● Supplied records:
::::::

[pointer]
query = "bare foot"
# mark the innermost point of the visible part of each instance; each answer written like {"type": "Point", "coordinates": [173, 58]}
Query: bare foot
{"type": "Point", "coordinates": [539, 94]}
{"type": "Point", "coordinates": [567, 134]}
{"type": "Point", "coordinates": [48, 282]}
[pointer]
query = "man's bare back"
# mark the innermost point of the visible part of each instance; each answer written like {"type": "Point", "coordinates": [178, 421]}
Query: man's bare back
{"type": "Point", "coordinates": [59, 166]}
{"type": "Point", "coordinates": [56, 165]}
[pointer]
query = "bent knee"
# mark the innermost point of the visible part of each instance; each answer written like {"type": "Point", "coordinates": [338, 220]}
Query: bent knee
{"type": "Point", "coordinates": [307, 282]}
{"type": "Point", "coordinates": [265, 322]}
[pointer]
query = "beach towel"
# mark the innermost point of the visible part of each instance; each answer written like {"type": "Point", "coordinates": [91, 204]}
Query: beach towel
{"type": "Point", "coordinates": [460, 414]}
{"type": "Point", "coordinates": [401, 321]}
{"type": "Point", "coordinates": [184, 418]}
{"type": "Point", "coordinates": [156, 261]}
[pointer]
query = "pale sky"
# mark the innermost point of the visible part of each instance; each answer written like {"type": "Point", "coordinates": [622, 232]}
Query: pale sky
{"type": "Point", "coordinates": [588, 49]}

::::::

● What to work on: Please retype all of the records above exactly as they are.

● Response below:
[pointer]
query = "bare foot"
# mark the innermost point of the visible part of each instance; each answer written like {"type": "Point", "coordinates": [173, 58]}
Query: bare foot
{"type": "Point", "coordinates": [539, 94]}
{"type": "Point", "coordinates": [567, 134]}
{"type": "Point", "coordinates": [48, 282]}
[pointer]
query = "man's bare back"
# mark the innermost point of the visible part of each instance; each answer written like {"type": "Point", "coordinates": [178, 421]}
Query: man's bare back
{"type": "Point", "coordinates": [59, 166]}
{"type": "Point", "coordinates": [56, 165]}
[pointer]
query = "bent knee"
# mark the innermost point of the visible part of each instance; each answer written like {"type": "Point", "coordinates": [338, 220]}
Query: bent knee
{"type": "Point", "coordinates": [307, 282]}
{"type": "Point", "coordinates": [265, 322]}
[pointer]
query = "beach towel"
# mark the innermost point of the visible part of each instance; each answer written like {"type": "Point", "coordinates": [91, 204]}
Query: beach towel
{"type": "Point", "coordinates": [460, 414]}
{"type": "Point", "coordinates": [401, 321]}
{"type": "Point", "coordinates": [184, 418]}
{"type": "Point", "coordinates": [156, 261]}
[pointer]
query = "pale sky"
# mark the innermost point of the visible part of each instance; each answer written like {"type": "Point", "coordinates": [622, 232]}
Query: pale sky
{"type": "Point", "coordinates": [588, 49]}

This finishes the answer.